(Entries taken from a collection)
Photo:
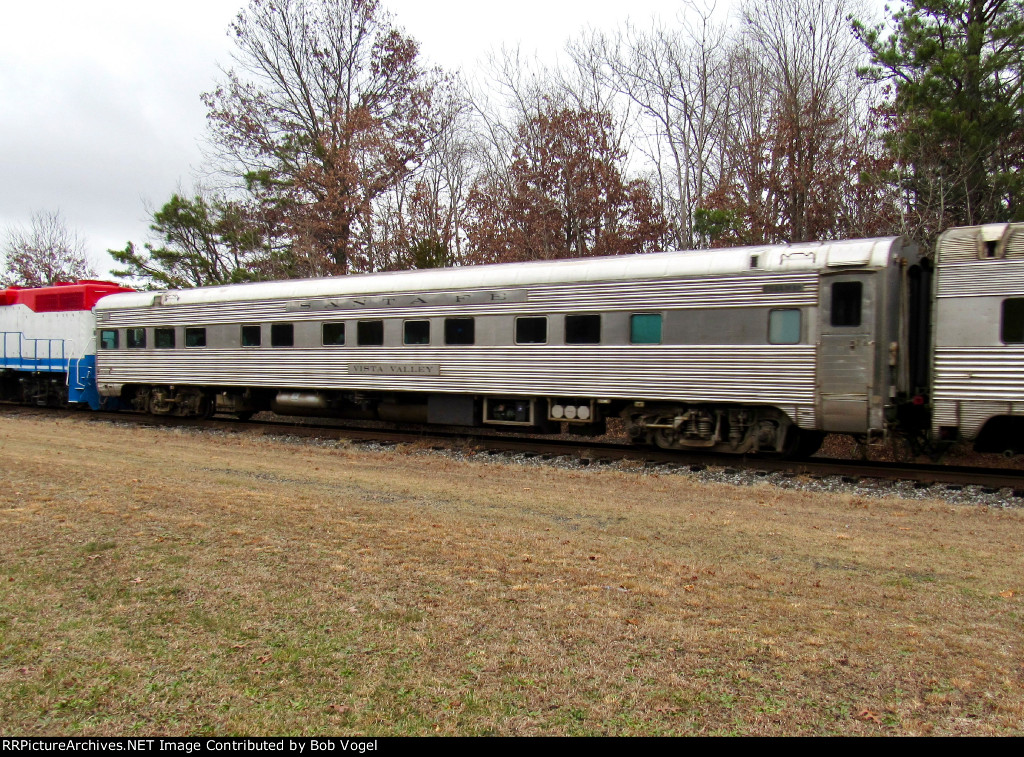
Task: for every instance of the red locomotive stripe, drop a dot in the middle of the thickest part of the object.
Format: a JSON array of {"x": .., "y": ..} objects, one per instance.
[{"x": 60, "y": 297}]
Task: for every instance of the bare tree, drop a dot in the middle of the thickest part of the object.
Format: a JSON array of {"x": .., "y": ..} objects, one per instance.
[
  {"x": 46, "y": 252},
  {"x": 676, "y": 80}
]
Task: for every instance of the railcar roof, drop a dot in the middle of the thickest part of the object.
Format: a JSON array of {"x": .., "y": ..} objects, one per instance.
[{"x": 870, "y": 253}]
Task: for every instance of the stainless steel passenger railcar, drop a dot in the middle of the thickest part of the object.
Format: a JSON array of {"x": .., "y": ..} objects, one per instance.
[
  {"x": 979, "y": 336},
  {"x": 759, "y": 348}
]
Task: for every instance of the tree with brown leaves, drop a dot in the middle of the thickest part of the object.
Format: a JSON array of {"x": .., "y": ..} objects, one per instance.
[
  {"x": 45, "y": 253},
  {"x": 328, "y": 109},
  {"x": 563, "y": 196}
]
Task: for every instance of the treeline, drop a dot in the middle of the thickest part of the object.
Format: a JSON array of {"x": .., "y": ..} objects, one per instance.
[{"x": 339, "y": 150}]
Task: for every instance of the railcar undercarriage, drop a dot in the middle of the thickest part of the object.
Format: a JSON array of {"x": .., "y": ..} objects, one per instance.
[
  {"x": 737, "y": 430},
  {"x": 731, "y": 429}
]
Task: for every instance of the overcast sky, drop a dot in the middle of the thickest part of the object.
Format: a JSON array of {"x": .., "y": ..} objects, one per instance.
[{"x": 100, "y": 116}]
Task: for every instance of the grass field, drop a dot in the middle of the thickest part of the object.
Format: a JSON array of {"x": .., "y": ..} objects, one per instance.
[{"x": 162, "y": 582}]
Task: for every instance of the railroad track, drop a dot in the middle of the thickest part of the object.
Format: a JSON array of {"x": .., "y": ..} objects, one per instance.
[{"x": 586, "y": 452}]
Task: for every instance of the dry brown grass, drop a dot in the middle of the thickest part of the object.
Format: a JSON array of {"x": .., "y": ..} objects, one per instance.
[{"x": 172, "y": 583}]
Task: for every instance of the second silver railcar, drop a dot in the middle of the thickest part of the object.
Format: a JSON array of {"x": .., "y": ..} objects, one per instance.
[{"x": 748, "y": 349}]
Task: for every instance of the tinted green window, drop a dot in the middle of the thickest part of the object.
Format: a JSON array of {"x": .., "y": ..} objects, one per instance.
[
  {"x": 195, "y": 337},
  {"x": 531, "y": 330},
  {"x": 282, "y": 335},
  {"x": 163, "y": 338},
  {"x": 252, "y": 336},
  {"x": 459, "y": 331},
  {"x": 370, "y": 333},
  {"x": 1013, "y": 321},
  {"x": 583, "y": 329},
  {"x": 109, "y": 339},
  {"x": 135, "y": 338},
  {"x": 417, "y": 332},
  {"x": 783, "y": 327},
  {"x": 334, "y": 334},
  {"x": 645, "y": 329}
]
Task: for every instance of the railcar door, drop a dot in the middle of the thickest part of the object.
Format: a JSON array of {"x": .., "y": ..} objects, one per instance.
[{"x": 846, "y": 352}]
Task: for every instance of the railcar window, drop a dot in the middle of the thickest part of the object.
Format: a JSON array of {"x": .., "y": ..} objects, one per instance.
[
  {"x": 252, "y": 336},
  {"x": 163, "y": 338},
  {"x": 282, "y": 335},
  {"x": 195, "y": 337},
  {"x": 1013, "y": 321},
  {"x": 583, "y": 329},
  {"x": 333, "y": 334},
  {"x": 417, "y": 332},
  {"x": 846, "y": 303},
  {"x": 783, "y": 327},
  {"x": 135, "y": 338},
  {"x": 370, "y": 333},
  {"x": 531, "y": 330},
  {"x": 109, "y": 339},
  {"x": 460, "y": 331},
  {"x": 645, "y": 328}
]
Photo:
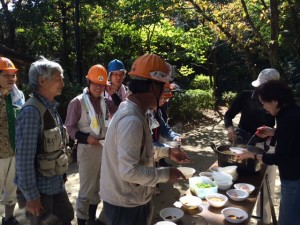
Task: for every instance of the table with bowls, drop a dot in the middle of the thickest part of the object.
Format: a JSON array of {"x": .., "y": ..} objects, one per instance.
[{"x": 216, "y": 206}]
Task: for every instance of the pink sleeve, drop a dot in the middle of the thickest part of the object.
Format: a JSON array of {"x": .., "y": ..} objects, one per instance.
[{"x": 73, "y": 116}]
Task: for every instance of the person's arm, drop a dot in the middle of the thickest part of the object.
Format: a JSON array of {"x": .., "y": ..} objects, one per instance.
[
  {"x": 165, "y": 130},
  {"x": 72, "y": 118},
  {"x": 28, "y": 131},
  {"x": 234, "y": 109}
]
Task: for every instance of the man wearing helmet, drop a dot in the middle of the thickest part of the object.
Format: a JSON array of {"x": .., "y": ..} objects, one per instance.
[
  {"x": 11, "y": 100},
  {"x": 128, "y": 175},
  {"x": 116, "y": 92},
  {"x": 87, "y": 121}
]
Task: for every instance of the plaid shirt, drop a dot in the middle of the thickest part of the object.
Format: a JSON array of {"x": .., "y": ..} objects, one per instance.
[{"x": 28, "y": 131}]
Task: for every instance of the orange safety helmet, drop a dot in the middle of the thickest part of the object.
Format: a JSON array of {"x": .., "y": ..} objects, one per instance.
[
  {"x": 6, "y": 64},
  {"x": 151, "y": 66},
  {"x": 97, "y": 74},
  {"x": 167, "y": 91}
]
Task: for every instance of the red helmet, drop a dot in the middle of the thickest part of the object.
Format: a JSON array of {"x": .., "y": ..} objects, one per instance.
[
  {"x": 151, "y": 66},
  {"x": 167, "y": 91},
  {"x": 6, "y": 64},
  {"x": 97, "y": 74}
]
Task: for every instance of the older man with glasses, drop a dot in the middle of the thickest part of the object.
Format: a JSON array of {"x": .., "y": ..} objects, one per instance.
[{"x": 11, "y": 100}]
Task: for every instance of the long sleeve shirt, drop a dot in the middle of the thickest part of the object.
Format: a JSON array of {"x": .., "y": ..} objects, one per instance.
[
  {"x": 28, "y": 132},
  {"x": 287, "y": 150},
  {"x": 163, "y": 130},
  {"x": 252, "y": 113}
]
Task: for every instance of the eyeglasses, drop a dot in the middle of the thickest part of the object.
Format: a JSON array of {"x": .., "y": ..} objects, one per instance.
[
  {"x": 9, "y": 76},
  {"x": 165, "y": 99},
  {"x": 99, "y": 85}
]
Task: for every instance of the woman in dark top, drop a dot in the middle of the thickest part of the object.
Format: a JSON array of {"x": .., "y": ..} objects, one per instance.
[
  {"x": 252, "y": 114},
  {"x": 277, "y": 98}
]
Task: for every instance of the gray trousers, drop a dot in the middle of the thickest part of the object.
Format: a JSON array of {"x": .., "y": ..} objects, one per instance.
[
  {"x": 57, "y": 210},
  {"x": 89, "y": 164}
]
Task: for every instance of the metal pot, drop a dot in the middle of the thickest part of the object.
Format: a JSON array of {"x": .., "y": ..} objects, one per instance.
[{"x": 245, "y": 166}]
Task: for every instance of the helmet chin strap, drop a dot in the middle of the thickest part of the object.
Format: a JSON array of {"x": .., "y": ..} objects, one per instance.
[{"x": 157, "y": 98}]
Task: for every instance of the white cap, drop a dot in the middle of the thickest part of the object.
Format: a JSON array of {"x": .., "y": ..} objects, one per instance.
[{"x": 266, "y": 75}]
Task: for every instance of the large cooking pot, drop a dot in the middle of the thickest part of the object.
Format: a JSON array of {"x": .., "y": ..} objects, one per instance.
[{"x": 245, "y": 166}]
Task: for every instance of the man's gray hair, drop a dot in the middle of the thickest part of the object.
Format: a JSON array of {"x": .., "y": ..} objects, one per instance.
[{"x": 42, "y": 68}]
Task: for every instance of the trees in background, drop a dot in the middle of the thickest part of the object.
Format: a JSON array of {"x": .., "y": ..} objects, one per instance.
[{"x": 228, "y": 40}]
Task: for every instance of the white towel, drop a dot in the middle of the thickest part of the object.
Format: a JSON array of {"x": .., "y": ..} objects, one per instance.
[{"x": 95, "y": 124}]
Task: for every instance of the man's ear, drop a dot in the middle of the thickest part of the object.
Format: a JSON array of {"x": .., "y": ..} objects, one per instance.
[{"x": 42, "y": 81}]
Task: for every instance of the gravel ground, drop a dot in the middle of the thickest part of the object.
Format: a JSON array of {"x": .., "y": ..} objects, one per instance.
[{"x": 196, "y": 144}]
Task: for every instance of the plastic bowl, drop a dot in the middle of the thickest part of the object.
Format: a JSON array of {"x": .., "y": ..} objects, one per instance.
[
  {"x": 244, "y": 187},
  {"x": 221, "y": 177},
  {"x": 224, "y": 185},
  {"x": 171, "y": 214},
  {"x": 234, "y": 215},
  {"x": 237, "y": 195},
  {"x": 195, "y": 184},
  {"x": 173, "y": 144},
  {"x": 206, "y": 174},
  {"x": 187, "y": 171},
  {"x": 165, "y": 223},
  {"x": 190, "y": 201},
  {"x": 216, "y": 200}
]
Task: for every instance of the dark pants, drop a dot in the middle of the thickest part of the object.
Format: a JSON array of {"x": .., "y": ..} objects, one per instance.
[
  {"x": 117, "y": 215},
  {"x": 57, "y": 210}
]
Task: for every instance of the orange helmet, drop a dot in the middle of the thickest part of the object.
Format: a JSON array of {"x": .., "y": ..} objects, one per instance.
[
  {"x": 97, "y": 74},
  {"x": 6, "y": 64},
  {"x": 167, "y": 91},
  {"x": 151, "y": 66}
]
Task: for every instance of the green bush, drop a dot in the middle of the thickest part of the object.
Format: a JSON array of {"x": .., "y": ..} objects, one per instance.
[
  {"x": 200, "y": 82},
  {"x": 188, "y": 105},
  {"x": 228, "y": 97},
  {"x": 297, "y": 90}
]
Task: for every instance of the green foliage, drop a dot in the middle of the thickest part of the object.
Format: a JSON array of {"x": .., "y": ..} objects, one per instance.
[
  {"x": 228, "y": 97},
  {"x": 200, "y": 82},
  {"x": 188, "y": 105},
  {"x": 70, "y": 91}
]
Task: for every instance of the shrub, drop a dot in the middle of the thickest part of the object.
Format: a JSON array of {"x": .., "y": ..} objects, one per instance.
[
  {"x": 200, "y": 82},
  {"x": 228, "y": 97},
  {"x": 188, "y": 105}
]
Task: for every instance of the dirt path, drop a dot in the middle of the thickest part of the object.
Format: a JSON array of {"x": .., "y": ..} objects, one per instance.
[{"x": 197, "y": 139}]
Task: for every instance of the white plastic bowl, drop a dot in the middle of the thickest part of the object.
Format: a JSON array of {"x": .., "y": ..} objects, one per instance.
[
  {"x": 221, "y": 177},
  {"x": 237, "y": 195},
  {"x": 199, "y": 191},
  {"x": 190, "y": 201},
  {"x": 187, "y": 171},
  {"x": 165, "y": 223},
  {"x": 216, "y": 200},
  {"x": 171, "y": 214},
  {"x": 206, "y": 174},
  {"x": 234, "y": 215},
  {"x": 224, "y": 185},
  {"x": 244, "y": 187},
  {"x": 173, "y": 144}
]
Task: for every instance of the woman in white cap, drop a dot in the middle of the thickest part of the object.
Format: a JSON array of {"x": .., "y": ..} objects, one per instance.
[
  {"x": 115, "y": 91},
  {"x": 252, "y": 117}
]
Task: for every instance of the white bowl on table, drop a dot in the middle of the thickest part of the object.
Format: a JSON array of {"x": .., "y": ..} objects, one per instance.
[
  {"x": 216, "y": 200},
  {"x": 171, "y": 214},
  {"x": 237, "y": 195},
  {"x": 234, "y": 215},
  {"x": 244, "y": 187},
  {"x": 165, "y": 223},
  {"x": 206, "y": 174},
  {"x": 224, "y": 185},
  {"x": 221, "y": 177},
  {"x": 190, "y": 201},
  {"x": 187, "y": 171},
  {"x": 202, "y": 186}
]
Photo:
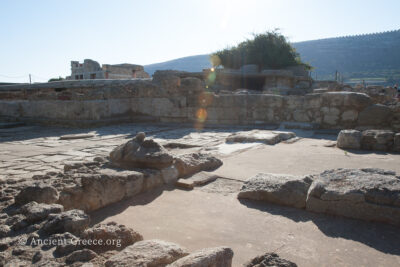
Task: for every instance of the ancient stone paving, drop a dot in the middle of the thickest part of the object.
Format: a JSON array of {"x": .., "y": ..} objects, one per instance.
[{"x": 33, "y": 150}]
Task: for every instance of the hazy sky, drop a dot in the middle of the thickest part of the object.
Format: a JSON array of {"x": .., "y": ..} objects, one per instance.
[{"x": 42, "y": 37}]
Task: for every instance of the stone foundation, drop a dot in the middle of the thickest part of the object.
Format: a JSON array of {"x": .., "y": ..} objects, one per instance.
[{"x": 168, "y": 98}]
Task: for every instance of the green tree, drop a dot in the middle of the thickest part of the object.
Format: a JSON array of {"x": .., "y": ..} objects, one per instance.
[{"x": 269, "y": 50}]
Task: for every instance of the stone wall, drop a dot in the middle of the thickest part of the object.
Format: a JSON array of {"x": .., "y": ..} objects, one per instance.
[{"x": 168, "y": 98}]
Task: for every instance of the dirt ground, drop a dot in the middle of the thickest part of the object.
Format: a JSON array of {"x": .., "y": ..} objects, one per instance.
[{"x": 213, "y": 216}]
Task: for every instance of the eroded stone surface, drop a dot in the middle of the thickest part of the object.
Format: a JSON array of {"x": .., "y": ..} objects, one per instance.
[
  {"x": 36, "y": 212},
  {"x": 267, "y": 137},
  {"x": 73, "y": 221},
  {"x": 279, "y": 189},
  {"x": 189, "y": 164},
  {"x": 147, "y": 253},
  {"x": 210, "y": 257},
  {"x": 269, "y": 259},
  {"x": 118, "y": 236},
  {"x": 38, "y": 192},
  {"x": 367, "y": 194},
  {"x": 141, "y": 153},
  {"x": 349, "y": 139},
  {"x": 197, "y": 179}
]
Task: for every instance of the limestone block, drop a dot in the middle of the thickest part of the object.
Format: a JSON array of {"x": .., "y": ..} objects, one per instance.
[
  {"x": 350, "y": 115},
  {"x": 374, "y": 115},
  {"x": 366, "y": 194},
  {"x": 349, "y": 139}
]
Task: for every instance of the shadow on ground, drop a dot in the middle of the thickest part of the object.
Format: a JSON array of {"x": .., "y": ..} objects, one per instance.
[
  {"x": 380, "y": 236},
  {"x": 119, "y": 207}
]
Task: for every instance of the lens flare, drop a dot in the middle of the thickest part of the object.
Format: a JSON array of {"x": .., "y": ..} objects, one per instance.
[
  {"x": 201, "y": 115},
  {"x": 205, "y": 99}
]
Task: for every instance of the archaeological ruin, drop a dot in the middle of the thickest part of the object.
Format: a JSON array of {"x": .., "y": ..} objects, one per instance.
[{"x": 219, "y": 168}]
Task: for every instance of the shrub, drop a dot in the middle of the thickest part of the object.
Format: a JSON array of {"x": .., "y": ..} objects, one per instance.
[{"x": 269, "y": 50}]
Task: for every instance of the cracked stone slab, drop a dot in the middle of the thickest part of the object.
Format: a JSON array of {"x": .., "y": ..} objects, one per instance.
[
  {"x": 263, "y": 136},
  {"x": 198, "y": 179}
]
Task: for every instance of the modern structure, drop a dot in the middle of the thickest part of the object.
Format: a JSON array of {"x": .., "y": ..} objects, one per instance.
[{"x": 91, "y": 69}]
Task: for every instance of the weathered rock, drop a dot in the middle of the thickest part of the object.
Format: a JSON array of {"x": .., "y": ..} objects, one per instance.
[
  {"x": 189, "y": 164},
  {"x": 112, "y": 236},
  {"x": 39, "y": 193},
  {"x": 76, "y": 136},
  {"x": 139, "y": 153},
  {"x": 210, "y": 257},
  {"x": 279, "y": 189},
  {"x": 17, "y": 222},
  {"x": 349, "y": 99},
  {"x": 4, "y": 230},
  {"x": 81, "y": 255},
  {"x": 66, "y": 243},
  {"x": 38, "y": 211},
  {"x": 197, "y": 179},
  {"x": 374, "y": 115},
  {"x": 73, "y": 221},
  {"x": 267, "y": 137},
  {"x": 349, "y": 139},
  {"x": 37, "y": 257},
  {"x": 269, "y": 259},
  {"x": 170, "y": 175},
  {"x": 147, "y": 253},
  {"x": 99, "y": 190},
  {"x": 377, "y": 140},
  {"x": 367, "y": 194},
  {"x": 396, "y": 143}
]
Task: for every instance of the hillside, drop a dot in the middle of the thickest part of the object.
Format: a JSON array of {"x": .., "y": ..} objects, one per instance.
[
  {"x": 192, "y": 64},
  {"x": 373, "y": 57}
]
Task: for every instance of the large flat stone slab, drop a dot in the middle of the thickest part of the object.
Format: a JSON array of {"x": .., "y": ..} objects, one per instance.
[
  {"x": 198, "y": 179},
  {"x": 281, "y": 189},
  {"x": 262, "y": 136}
]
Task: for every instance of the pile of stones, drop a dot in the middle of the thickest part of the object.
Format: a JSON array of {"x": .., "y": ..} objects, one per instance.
[
  {"x": 366, "y": 194},
  {"x": 43, "y": 220},
  {"x": 380, "y": 140}
]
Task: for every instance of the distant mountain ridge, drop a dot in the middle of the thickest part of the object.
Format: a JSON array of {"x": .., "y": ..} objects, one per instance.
[{"x": 375, "y": 55}]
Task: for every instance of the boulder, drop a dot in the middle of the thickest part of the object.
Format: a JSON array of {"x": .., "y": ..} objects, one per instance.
[
  {"x": 38, "y": 192},
  {"x": 269, "y": 259},
  {"x": 147, "y": 253},
  {"x": 210, "y": 257},
  {"x": 349, "y": 139},
  {"x": 348, "y": 99},
  {"x": 4, "y": 230},
  {"x": 263, "y": 136},
  {"x": 367, "y": 194},
  {"x": 38, "y": 211},
  {"x": 278, "y": 189},
  {"x": 141, "y": 153},
  {"x": 73, "y": 221},
  {"x": 396, "y": 143},
  {"x": 374, "y": 115},
  {"x": 66, "y": 243},
  {"x": 377, "y": 140},
  {"x": 105, "y": 187},
  {"x": 81, "y": 255},
  {"x": 189, "y": 164},
  {"x": 198, "y": 179},
  {"x": 112, "y": 236}
]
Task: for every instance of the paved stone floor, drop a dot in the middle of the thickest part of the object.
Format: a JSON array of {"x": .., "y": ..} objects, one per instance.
[
  {"x": 29, "y": 150},
  {"x": 216, "y": 216}
]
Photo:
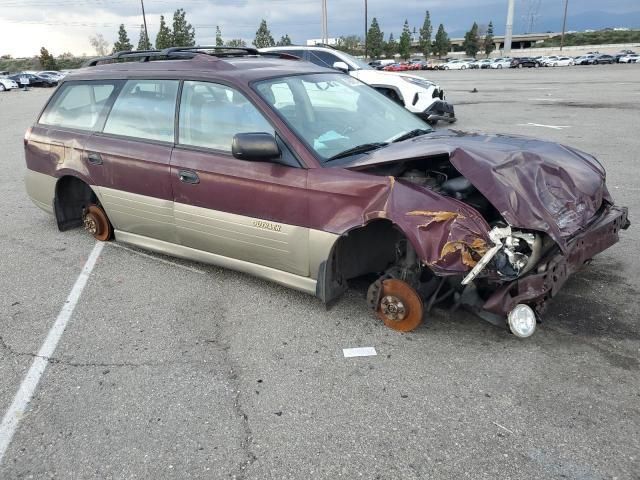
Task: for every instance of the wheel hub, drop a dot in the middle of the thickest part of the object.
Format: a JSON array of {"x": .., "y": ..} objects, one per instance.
[
  {"x": 90, "y": 224},
  {"x": 393, "y": 308}
]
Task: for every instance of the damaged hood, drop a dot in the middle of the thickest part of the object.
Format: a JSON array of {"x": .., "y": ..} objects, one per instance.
[{"x": 534, "y": 184}]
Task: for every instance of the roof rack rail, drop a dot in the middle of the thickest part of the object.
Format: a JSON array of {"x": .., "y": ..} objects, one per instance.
[{"x": 183, "y": 52}]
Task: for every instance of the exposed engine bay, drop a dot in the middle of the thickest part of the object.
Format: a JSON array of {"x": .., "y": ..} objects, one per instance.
[{"x": 514, "y": 252}]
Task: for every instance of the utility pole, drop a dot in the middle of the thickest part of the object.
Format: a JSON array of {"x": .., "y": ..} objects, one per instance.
[
  {"x": 508, "y": 30},
  {"x": 366, "y": 25},
  {"x": 564, "y": 23},
  {"x": 144, "y": 19},
  {"x": 325, "y": 33}
]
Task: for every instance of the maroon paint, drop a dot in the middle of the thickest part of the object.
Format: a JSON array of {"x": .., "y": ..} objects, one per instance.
[{"x": 534, "y": 184}]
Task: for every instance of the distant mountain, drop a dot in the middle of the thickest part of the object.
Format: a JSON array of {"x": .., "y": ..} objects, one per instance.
[{"x": 594, "y": 20}]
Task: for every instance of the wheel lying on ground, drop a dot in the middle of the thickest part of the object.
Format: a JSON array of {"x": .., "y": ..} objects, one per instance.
[
  {"x": 97, "y": 223},
  {"x": 399, "y": 305}
]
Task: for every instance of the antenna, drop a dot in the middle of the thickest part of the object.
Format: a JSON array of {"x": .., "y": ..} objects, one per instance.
[
  {"x": 531, "y": 15},
  {"x": 508, "y": 29}
]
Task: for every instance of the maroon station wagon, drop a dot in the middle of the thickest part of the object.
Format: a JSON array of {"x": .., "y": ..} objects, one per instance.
[{"x": 279, "y": 168}]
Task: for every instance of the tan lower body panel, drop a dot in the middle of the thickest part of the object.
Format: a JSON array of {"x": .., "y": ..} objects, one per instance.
[
  {"x": 140, "y": 214},
  {"x": 304, "y": 284},
  {"x": 280, "y": 246},
  {"x": 41, "y": 188}
]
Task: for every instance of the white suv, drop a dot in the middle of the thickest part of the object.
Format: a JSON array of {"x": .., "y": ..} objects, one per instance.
[{"x": 416, "y": 94}]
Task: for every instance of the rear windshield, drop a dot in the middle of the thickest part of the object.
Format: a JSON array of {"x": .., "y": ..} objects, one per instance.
[{"x": 78, "y": 106}]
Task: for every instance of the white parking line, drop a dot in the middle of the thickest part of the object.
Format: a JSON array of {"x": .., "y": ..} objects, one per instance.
[
  {"x": 157, "y": 259},
  {"x": 28, "y": 386},
  {"x": 555, "y": 127}
]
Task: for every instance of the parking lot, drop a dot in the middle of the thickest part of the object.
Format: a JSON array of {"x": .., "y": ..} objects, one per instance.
[{"x": 171, "y": 369}]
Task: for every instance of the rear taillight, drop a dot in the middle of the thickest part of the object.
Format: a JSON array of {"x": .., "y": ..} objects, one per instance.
[{"x": 27, "y": 136}]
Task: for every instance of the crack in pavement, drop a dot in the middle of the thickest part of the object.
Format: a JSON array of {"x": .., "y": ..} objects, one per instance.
[
  {"x": 60, "y": 361},
  {"x": 232, "y": 377}
]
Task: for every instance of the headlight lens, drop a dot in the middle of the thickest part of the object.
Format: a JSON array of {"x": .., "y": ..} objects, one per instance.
[{"x": 522, "y": 321}]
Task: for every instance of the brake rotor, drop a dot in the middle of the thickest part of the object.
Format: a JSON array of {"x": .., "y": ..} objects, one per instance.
[
  {"x": 400, "y": 306},
  {"x": 96, "y": 223}
]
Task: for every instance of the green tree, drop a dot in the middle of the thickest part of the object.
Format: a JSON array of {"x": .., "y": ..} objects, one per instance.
[
  {"x": 425, "y": 35},
  {"x": 442, "y": 44},
  {"x": 471, "y": 43},
  {"x": 284, "y": 41},
  {"x": 404, "y": 45},
  {"x": 263, "y": 36},
  {"x": 100, "y": 44},
  {"x": 164, "y": 37},
  {"x": 184, "y": 35},
  {"x": 375, "y": 39},
  {"x": 143, "y": 41},
  {"x": 123, "y": 44},
  {"x": 46, "y": 60},
  {"x": 390, "y": 47},
  {"x": 350, "y": 44},
  {"x": 219, "y": 41},
  {"x": 489, "y": 46},
  {"x": 236, "y": 42}
]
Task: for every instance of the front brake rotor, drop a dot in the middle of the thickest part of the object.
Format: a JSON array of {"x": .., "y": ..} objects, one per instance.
[
  {"x": 96, "y": 223},
  {"x": 399, "y": 305}
]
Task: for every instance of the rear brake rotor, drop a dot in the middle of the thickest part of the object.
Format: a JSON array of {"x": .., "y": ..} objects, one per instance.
[
  {"x": 399, "y": 306},
  {"x": 96, "y": 223}
]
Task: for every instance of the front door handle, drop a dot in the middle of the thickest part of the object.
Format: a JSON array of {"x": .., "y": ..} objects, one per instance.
[
  {"x": 94, "y": 158},
  {"x": 188, "y": 176}
]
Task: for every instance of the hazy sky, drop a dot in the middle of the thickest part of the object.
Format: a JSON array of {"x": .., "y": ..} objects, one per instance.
[{"x": 65, "y": 25}]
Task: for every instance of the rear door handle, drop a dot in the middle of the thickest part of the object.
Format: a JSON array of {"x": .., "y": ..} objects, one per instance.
[
  {"x": 187, "y": 176},
  {"x": 94, "y": 158}
]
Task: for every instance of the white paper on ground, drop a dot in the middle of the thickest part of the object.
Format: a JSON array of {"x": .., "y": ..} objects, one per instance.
[{"x": 359, "y": 352}]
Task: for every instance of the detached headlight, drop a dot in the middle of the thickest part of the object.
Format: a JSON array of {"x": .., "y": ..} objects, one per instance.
[{"x": 421, "y": 82}]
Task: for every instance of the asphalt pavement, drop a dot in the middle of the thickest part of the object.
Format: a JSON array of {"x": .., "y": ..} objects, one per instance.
[{"x": 173, "y": 369}]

(INSTRUCTION)
Repeat the lines word for word, beginning at the line that contains "Task: for every instance of the front door" and continuing through the last line.

(REPLY)
Task: for every instance of the front door handle, drop a dot in the middle of the thickest part of the object.
Format: a JSON array of {"x": .., "y": ..} objects, one per instance.
[
  {"x": 94, "y": 158},
  {"x": 188, "y": 176}
]
Task: for every instance of the hazy sky, drop a dot in the middle of the thickest part of the object.
Format: a JSON array of {"x": .., "y": ..} objects, one per instance.
[{"x": 65, "y": 25}]
Task: for every instance of the rear door handle, drop a dot in the middle of the thickest part of the object.
Format: a JSON array of {"x": .., "y": ..} objects, one per instance.
[
  {"x": 187, "y": 176},
  {"x": 94, "y": 158}
]
Task: for every instance of the white paper on ground, drop a dot in the middle of the thickest part of the object.
Format: a JSON array of {"x": .., "y": ..} objects, one per instance.
[{"x": 359, "y": 352}]
Task: for every instance of the detached headlight, drop a dot in the middle of the thickest part of the object.
Format: a JSON array of {"x": .., "y": ..} objects, one per instance.
[{"x": 421, "y": 82}]
Task: for every instance of the asphalt pavement, drop a dot in the middle of the thickest part of the object.
Format: a JSON array of {"x": .., "y": ..} objects, one per instance.
[{"x": 173, "y": 369}]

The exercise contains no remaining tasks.